**SET EXERCISE:** Quote all of the data exactly as given. Skip every picture it contains.

**PROVIDED DATA:**
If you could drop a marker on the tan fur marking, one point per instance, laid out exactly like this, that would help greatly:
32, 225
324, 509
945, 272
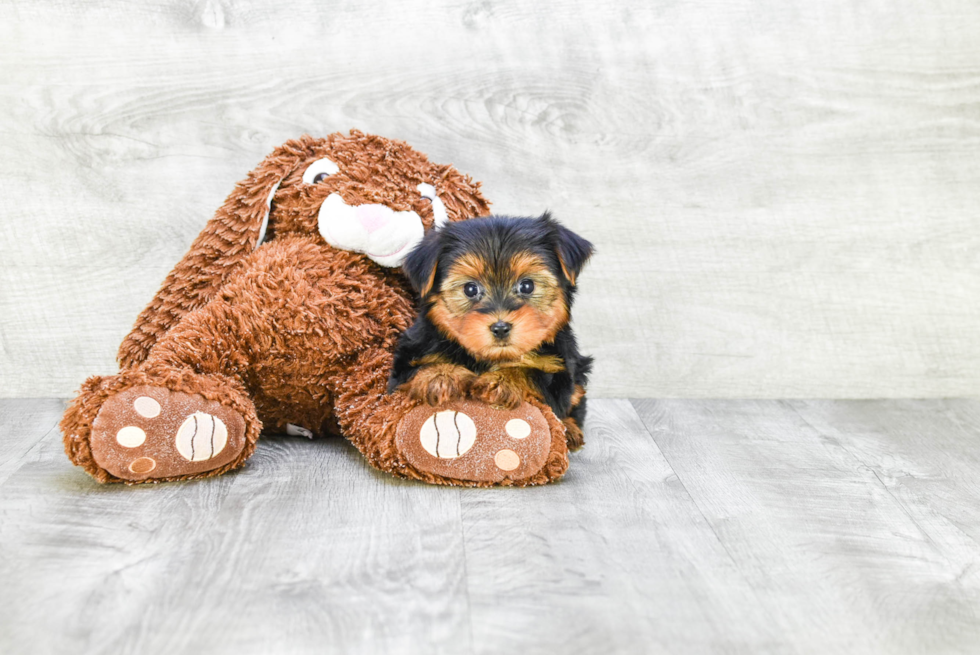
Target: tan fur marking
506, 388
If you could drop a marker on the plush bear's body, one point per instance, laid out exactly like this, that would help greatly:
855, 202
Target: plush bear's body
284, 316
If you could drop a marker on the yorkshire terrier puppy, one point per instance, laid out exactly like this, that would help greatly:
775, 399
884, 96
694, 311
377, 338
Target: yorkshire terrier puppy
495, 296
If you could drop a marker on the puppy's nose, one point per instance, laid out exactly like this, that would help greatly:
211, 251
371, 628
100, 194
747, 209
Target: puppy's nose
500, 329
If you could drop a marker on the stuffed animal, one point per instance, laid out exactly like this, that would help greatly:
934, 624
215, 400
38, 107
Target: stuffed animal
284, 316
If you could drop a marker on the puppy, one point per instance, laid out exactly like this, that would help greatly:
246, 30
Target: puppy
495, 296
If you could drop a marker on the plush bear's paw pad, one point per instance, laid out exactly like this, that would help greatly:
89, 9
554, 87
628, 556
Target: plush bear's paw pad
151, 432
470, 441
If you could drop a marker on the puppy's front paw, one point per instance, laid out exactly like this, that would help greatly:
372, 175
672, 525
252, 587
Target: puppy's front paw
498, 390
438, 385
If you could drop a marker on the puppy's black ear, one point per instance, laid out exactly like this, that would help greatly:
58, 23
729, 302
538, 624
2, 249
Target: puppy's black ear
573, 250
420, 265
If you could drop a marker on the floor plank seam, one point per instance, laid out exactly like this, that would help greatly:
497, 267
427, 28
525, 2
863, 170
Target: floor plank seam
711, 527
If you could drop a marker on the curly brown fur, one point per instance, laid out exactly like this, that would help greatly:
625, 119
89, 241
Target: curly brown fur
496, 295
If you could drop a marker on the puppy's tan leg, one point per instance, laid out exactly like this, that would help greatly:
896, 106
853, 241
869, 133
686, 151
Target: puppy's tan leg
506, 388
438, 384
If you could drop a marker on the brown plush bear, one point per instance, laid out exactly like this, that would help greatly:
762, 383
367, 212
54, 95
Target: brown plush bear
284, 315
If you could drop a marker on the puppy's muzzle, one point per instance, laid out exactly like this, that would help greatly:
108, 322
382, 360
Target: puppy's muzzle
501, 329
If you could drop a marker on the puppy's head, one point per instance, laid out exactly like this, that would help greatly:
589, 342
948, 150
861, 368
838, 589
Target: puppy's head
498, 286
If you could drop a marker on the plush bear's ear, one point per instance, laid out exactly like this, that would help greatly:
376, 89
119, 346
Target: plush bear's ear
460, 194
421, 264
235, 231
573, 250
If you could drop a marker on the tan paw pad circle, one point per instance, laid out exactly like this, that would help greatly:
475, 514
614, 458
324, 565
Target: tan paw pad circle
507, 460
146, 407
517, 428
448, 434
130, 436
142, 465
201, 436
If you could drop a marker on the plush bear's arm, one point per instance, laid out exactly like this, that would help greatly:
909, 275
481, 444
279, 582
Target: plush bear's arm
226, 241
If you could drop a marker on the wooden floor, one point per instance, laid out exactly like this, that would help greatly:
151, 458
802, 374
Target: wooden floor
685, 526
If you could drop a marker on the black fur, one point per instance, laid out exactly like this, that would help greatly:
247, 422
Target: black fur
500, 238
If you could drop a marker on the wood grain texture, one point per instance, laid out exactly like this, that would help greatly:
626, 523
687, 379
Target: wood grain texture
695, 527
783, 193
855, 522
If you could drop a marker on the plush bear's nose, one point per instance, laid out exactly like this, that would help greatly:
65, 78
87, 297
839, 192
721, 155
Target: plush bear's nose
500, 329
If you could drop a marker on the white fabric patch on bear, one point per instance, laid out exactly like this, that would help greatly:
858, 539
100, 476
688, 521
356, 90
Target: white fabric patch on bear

**RESULT BELOW:**
If you could drop a marker on the tan fur marking, one point per instance, laid out exactly like this, that would help greatly:
32, 225
324, 509
945, 272
Target: tan fur marking
506, 388
If you could drop a marker on the plush bear's body, one point per instance, laid out exactly like this, that would help greatly:
855, 202
Target: plush bear's body
284, 316
If you could drop a marker on the yorkshire terrier puppy, one point per instance, laid out exactly like this, that would help greatly:
775, 399
884, 96
694, 311
377, 338
Target: yorkshire terrier puppy
495, 296
If you could drop a marker on the puppy's nose, one point per instance, laid out exactly like this, that would help greatly:
211, 251
371, 628
100, 194
747, 209
Target: puppy's nose
500, 329
If you could drop a marker on the stuffed animal, one point per instance, laid out exactly like this, that would help greatly:
934, 624
215, 400
38, 107
Target: stuffed animal
284, 316
If you could drop a marker on the puppy, one point per instance, laid out exactly like this, that would help greatly:
246, 30
Target: puppy
495, 296
If you could drop a marker on the plush bear's paw pad, one point per instance, laid out exactly like this, that would help greatly:
89, 9
554, 87
628, 556
Target: plush bear's paw pad
151, 432
470, 441
If you could drop a marker on the puppy's front paw, one point per instance, laid out exactly like this, that would help greatly:
372, 175
672, 525
252, 587
Target: puppy's front paw
498, 390
438, 385
If you could drop a marker on the puppy's black ear, one point per instance, laid out exactly like this, that would help greatly:
58, 23
729, 302
538, 624
2, 249
Target: puppy's black ear
573, 250
420, 265
If you could drop a marker on the floor plank seam, one point per instance, laid out exactly like this, that would help greatly:
497, 267
427, 28
525, 2
863, 170
Target: floor plank seam
711, 527
If you could drop a marker on the curly brown fur, one point per instance, laid out exactly like this, that would help greatly:
625, 119
89, 241
Target: curly brown fur
496, 295
If you could drop a marker on the puppy's tan leg, one point per instance, laid out exactly like this, that would help greatly:
896, 106
853, 241
869, 133
686, 151
Target: puppy's tan leg
506, 388
438, 384
If you could drop a marker on the brown plush bear, one point per instance, laid out exactly like this, that would help greatly:
762, 383
367, 212
54, 95
Target: brown plush bear
284, 315
If you could drop a marker on the puppy's muzzle, one point per instance, laid out exactly like this, that would help greatly:
108, 322
382, 360
Target: puppy's muzzle
501, 329
If you could drop a marker on the puppy's head, one point per instance, laid out exactly like this, that would help greatly:
589, 342
948, 150
861, 368
838, 589
Target: puppy's head
498, 286
If you could drop a marker on the plush bear's ear, one point per instance, laid out exactly like this, that would help greatly:
376, 89
119, 346
Target: plush bear's ear
460, 194
421, 264
235, 231
573, 250
If you could drop a marker on the tan paw pad circle, one point per instance, laid out exactly like this, that would help greatly:
475, 514
614, 458
324, 565
Target: tan paw pad circle
507, 460
146, 407
517, 428
448, 434
130, 436
142, 465
201, 436
If you could drop a marker on the plush bear's arm, one point per instance, laid out exactly like this, that would help greatly:
909, 275
481, 444
279, 582
Target: plush bear's arm
226, 241
If you could drop a marker on the wooden floor, one point per instance, laid out exactly like this, that would help greatly:
151, 458
802, 374
Target: wooden floor
685, 526
If you could drop a marker on the black fur, one point per instance, laid out exactly like this, that would help greatly:
247, 422
Target: black fur
500, 238
If you could drop a marker on the wood grain texture, one point per instance, laid out exactly like this, that would help greatly:
626, 523
687, 379
Target: wood grain texture
695, 527
783, 193
855, 522
If you could drop a marker on the plush bear's nose, one point per instance, laid out exactly like this, that would help greatly:
65, 78
87, 297
839, 192
721, 155
Target: plush bear's nose
500, 329
If you could drop a marker on the white fabric patch on bear, one point per instance, laid out exactly like this, that would help greatly:
858, 539
100, 476
688, 521
356, 90
Target: white fabric patch on bear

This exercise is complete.